Task brief: Find the line in the entries below that contains "cutting board in this photo on that basis.". Repeat it exactly, and every line after it through the line that contains "Each instance receives exactly one keypoint. Tag the white brick".

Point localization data
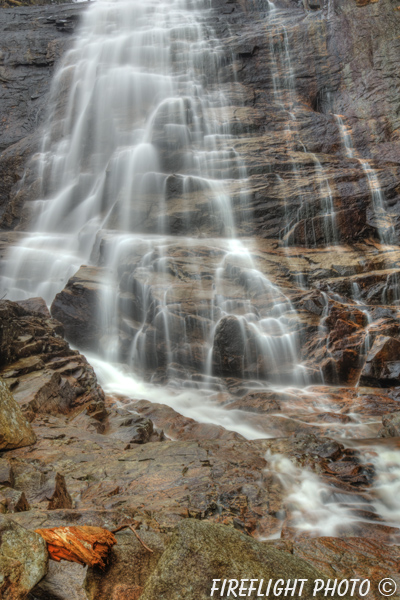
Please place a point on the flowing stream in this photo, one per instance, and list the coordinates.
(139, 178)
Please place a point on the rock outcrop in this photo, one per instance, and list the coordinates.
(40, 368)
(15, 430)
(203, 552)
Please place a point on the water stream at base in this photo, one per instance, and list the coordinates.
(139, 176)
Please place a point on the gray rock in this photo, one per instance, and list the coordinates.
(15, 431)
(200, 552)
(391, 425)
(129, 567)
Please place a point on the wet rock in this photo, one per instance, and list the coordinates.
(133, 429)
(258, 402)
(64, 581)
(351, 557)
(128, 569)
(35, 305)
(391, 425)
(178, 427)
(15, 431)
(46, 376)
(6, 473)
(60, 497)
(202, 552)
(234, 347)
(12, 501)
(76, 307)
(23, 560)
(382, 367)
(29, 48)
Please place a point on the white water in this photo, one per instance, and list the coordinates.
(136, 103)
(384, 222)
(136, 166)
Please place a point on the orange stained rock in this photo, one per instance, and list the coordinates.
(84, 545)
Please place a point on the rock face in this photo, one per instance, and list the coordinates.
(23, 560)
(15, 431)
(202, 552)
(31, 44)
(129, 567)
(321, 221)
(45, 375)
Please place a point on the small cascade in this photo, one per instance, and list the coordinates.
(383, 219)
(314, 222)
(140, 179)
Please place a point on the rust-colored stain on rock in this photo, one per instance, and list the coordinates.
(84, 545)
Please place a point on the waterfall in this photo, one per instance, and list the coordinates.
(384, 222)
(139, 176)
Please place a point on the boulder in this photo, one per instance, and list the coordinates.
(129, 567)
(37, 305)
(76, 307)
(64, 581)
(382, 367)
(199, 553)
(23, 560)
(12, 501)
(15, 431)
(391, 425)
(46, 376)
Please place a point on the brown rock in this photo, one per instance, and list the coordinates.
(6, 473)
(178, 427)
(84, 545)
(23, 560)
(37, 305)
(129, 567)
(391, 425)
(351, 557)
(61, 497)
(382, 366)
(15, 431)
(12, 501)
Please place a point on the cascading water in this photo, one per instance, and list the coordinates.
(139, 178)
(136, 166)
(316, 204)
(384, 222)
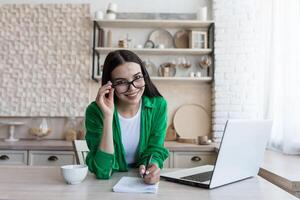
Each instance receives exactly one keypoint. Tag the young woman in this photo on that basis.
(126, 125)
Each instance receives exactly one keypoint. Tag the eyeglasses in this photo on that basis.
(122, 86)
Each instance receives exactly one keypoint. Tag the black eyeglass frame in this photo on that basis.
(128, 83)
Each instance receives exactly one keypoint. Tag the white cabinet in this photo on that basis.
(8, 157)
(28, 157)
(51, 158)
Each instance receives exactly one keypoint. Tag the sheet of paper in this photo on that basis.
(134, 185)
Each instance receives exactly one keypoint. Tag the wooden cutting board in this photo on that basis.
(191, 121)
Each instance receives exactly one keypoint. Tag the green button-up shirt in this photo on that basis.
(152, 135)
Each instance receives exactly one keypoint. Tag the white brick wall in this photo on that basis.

---

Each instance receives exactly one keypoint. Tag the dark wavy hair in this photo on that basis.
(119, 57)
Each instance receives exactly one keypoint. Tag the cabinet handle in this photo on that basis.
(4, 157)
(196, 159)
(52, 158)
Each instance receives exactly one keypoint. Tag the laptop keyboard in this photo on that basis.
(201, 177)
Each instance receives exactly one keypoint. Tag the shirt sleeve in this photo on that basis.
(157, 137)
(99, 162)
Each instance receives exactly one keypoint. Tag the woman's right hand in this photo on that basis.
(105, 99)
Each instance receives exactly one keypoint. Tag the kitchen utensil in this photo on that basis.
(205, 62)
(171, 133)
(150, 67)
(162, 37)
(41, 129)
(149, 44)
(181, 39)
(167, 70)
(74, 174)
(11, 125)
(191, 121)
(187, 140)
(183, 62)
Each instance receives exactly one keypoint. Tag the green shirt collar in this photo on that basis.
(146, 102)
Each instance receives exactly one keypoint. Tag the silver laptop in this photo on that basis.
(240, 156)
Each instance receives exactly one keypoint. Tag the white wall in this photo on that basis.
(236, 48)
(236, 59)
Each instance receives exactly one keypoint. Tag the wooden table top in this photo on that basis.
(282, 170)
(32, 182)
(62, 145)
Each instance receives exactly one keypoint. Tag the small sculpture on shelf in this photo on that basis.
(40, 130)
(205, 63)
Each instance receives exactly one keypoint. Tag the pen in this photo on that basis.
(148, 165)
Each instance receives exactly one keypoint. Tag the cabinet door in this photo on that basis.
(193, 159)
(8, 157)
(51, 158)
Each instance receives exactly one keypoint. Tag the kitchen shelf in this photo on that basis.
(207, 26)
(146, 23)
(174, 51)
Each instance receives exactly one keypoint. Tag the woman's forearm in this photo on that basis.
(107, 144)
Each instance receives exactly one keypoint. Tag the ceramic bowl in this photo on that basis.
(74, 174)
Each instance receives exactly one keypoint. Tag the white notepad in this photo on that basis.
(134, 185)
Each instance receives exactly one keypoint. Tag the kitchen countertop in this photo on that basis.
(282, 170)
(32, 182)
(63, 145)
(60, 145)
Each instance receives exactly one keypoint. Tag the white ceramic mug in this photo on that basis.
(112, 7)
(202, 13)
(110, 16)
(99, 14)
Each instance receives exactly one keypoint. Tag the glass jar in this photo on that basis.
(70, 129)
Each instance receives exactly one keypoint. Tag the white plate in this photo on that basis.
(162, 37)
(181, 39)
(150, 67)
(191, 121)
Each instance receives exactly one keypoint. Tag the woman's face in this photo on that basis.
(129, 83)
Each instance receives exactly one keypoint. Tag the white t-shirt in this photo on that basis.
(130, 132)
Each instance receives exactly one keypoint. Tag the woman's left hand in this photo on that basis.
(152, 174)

==

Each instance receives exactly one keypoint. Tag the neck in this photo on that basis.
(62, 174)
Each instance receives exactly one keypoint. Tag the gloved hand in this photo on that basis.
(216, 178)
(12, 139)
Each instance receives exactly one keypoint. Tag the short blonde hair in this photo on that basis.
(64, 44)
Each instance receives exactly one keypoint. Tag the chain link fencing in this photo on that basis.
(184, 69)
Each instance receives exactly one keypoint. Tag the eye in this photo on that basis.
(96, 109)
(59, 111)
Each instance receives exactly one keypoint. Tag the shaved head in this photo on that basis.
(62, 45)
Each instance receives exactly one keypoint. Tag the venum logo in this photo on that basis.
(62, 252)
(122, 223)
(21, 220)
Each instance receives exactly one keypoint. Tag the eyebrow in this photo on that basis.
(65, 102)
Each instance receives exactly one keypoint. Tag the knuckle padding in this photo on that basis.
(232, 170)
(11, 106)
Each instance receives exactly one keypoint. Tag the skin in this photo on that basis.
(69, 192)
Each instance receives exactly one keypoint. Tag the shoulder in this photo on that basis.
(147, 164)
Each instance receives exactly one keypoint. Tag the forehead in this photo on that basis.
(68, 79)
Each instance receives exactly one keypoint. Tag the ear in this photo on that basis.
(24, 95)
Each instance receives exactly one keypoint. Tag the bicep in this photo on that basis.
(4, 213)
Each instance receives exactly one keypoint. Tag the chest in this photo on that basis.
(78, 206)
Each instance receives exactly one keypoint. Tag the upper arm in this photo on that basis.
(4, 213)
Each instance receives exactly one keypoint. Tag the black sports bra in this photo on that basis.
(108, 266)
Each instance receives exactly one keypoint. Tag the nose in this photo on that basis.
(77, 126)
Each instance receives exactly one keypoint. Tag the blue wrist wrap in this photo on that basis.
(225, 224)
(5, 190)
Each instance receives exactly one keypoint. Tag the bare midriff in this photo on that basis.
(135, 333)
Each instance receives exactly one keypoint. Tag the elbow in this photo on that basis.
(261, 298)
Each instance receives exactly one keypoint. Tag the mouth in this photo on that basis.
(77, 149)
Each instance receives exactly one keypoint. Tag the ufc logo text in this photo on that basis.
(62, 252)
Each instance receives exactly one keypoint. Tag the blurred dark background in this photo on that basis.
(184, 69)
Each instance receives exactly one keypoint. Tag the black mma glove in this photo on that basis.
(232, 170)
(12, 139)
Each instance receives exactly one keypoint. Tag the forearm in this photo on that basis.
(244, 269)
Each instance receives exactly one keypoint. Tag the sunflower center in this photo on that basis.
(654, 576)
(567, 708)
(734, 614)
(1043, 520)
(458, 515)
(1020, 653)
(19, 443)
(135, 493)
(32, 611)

Solution for this problem:
Each instance receives exactly one keypoint. Tag the wooden cutting board in this photo on that basis.
(191, 121)
Each instance receives exactly one keypoint. Tag the green button-up shirt in this photo on that basis.
(152, 135)
Each instance receives exactly one keypoint. Tag the white brick wall in this photo on that basis.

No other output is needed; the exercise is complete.